Dataset entries:
= = = = = = =

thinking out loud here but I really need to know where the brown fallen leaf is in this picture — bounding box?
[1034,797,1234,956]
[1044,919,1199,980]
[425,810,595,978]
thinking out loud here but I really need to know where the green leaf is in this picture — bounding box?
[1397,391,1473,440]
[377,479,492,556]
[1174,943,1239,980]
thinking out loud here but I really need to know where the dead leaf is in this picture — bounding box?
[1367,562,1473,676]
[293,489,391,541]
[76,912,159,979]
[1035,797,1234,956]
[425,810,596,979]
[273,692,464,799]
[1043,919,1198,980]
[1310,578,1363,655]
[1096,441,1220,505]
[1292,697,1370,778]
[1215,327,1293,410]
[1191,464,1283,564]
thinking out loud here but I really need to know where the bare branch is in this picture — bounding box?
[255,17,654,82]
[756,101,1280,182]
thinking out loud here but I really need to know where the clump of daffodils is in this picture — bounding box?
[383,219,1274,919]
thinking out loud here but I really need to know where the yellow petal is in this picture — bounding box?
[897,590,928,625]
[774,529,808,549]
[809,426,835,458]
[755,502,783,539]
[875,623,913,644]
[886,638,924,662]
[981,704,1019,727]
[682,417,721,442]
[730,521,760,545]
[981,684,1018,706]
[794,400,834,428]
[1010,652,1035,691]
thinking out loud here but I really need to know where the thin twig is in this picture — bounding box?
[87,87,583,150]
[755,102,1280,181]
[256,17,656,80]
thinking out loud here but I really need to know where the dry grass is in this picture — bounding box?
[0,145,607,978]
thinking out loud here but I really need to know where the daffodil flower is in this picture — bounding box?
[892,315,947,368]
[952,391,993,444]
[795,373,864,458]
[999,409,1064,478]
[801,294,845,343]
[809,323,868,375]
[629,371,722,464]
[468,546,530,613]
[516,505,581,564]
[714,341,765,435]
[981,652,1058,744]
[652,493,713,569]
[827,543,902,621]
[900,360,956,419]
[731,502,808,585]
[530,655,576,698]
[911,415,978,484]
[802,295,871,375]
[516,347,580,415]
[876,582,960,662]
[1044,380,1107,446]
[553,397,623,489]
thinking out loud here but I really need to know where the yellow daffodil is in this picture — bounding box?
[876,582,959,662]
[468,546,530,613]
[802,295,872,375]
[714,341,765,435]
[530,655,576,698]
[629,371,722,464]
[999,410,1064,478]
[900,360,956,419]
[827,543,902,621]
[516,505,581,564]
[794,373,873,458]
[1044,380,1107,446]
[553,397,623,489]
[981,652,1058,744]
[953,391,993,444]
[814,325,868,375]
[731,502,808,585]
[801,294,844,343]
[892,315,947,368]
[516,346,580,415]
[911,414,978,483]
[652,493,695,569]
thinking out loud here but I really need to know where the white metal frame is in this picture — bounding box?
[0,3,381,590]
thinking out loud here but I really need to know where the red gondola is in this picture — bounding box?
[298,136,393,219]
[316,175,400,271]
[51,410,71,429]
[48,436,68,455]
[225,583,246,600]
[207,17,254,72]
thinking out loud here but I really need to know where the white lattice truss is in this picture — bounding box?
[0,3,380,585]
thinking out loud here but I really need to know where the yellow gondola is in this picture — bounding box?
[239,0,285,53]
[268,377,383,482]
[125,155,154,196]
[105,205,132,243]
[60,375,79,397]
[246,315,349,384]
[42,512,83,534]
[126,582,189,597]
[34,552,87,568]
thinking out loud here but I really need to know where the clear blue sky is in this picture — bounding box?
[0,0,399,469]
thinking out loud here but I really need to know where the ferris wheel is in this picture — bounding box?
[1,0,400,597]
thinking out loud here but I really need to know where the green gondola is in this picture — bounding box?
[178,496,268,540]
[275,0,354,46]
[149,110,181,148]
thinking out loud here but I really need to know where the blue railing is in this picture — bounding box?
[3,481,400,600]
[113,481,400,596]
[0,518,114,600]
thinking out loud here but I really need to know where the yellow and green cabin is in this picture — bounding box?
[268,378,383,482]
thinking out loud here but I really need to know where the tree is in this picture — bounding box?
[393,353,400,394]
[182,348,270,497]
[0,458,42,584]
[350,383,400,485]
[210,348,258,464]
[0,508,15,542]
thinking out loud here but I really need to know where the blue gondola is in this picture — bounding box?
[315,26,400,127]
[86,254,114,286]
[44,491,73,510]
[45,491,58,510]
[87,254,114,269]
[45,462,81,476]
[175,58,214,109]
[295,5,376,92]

= = = = = = =

Task details: The expected output is every record, repeated exactly.

Response area:
thinking out loud here but I really need to know where the brown fallen leaf is in this picture — bounding box?
[1034,797,1234,956]
[1044,919,1199,980]
[425,810,595,978]
thinking out loud here but I really need to know where the green leaf is in this picture — bounding box?
[1397,391,1473,440]
[377,479,492,556]
[1174,943,1239,980]
thinking out loud here but I really need to know where the dead leaf is in this picture — bounding box?
[1367,562,1473,676]
[293,489,391,541]
[76,912,159,979]
[1035,797,1234,956]
[425,810,596,979]
[273,692,464,799]
[1043,919,1198,980]
[1310,578,1363,655]
[1096,441,1220,505]
[1292,697,1370,778]
[1215,327,1293,410]
[1191,464,1283,564]
thinking out loud here but I really need to know where the bare branch is in this picture — bounding box?
[255,17,654,82]
[756,101,1280,182]
thinking out loud here but I really need to know where the clump of daffodils is in this picture — bounding box?
[383,219,1274,919]
thinking out loud here but I really need to know where the yellow petal is in this picture — bounding box?
[897,590,928,625]
[774,529,808,549]
[809,426,835,458]
[755,502,783,539]
[875,623,913,644]
[886,638,924,662]
[981,704,1019,727]
[682,417,721,442]
[730,521,760,545]
[981,684,1018,706]
[794,400,834,428]
[1010,652,1035,691]
thinking out loud here but I really need to know where the thin twig is in this picture — bounding box?
[87,87,583,150]
[755,102,1280,181]
[256,17,656,80]
thinking out loud here but I really need to know where the dry grass is in this picture — bounding box?
[0,145,607,978]
thinking out loud here but I really need to know where the daffodil flower is in this picture — bounding box?
[892,315,947,368]
[952,391,993,444]
[795,373,864,458]
[999,409,1064,478]
[801,294,845,343]
[809,323,868,375]
[629,371,722,464]
[468,546,530,613]
[516,505,581,564]
[714,341,765,435]
[981,652,1058,744]
[652,493,713,569]
[827,543,902,621]
[900,360,956,419]
[731,502,808,585]
[530,655,576,698]
[911,415,978,484]
[802,295,871,375]
[516,347,580,415]
[876,582,960,662]
[1044,380,1107,446]
[553,397,623,489]
thinking out loud here but I really need to know where the yellow daffodil is in this picture — bounding box?
[876,582,959,662]
[468,546,530,613]
[802,295,872,375]
[714,341,765,435]
[530,655,576,698]
[629,371,722,464]
[999,410,1064,478]
[900,360,956,419]
[827,543,902,621]
[516,505,581,564]
[794,373,873,458]
[1044,380,1107,446]
[553,397,623,489]
[981,652,1058,744]
[953,391,993,444]
[814,325,868,375]
[731,502,808,585]
[801,294,844,343]
[892,315,947,368]
[516,346,580,415]
[911,414,978,483]
[652,493,695,569]
thinking out loud here but I really need to know where the white metal frame is in this picture — bounding box?
[0,3,381,590]
thinking out loud here but I really need to know where the red gondola is in this picture — bounding box?
[298,136,393,219]
[316,175,400,271]
[51,410,71,429]
[48,436,68,455]
[225,583,246,600]
[207,17,254,72]
thinking out loud here but I really need to know where the white lattice truss is in this picture — bounding box?
[0,3,380,585]
thinking out loud here but I really need to know where the yellow gondola is in this picture — bounding box?
[239,0,285,53]
[268,377,383,482]
[125,155,154,196]
[105,205,132,243]
[60,375,79,397]
[246,315,349,384]
[42,512,83,534]
[126,582,189,597]
[34,552,87,568]
thinking out loud here but I really need to know where the clear blue sky is in this picture — bounding box?
[0,0,399,469]
thinking out loud here but I really need to know where the ferris wheel is in this picture — bounding box?
[1,0,400,597]
thinking out loud here but I really need to know where the green gondola is in this picture — bounding box?
[178,496,268,540]
[275,0,354,46]
[149,110,181,148]
thinking out loud here but I really need to know where the blue railing is in this picture — bounding box?
[3,481,400,600]
[113,481,400,596]
[0,518,114,600]
thinking out loud here but I really need to know where the yellow and green cabin is in this picture — bounding box?
[268,378,383,482]
thinking out loud here but I really need to know where the tree is in this picture — bounding box?
[393,353,400,394]
[182,348,270,497]
[0,458,42,584]
[350,383,400,485]
[210,348,258,464]
[0,508,15,542]
thinking out loud here but I really need to know where the blue gondola is in this picture — bounding box?
[315,26,400,127]
[86,254,114,286]
[44,491,73,510]
[45,491,58,510]
[87,254,114,269]
[45,462,81,476]
[175,58,214,109]
[295,5,376,92]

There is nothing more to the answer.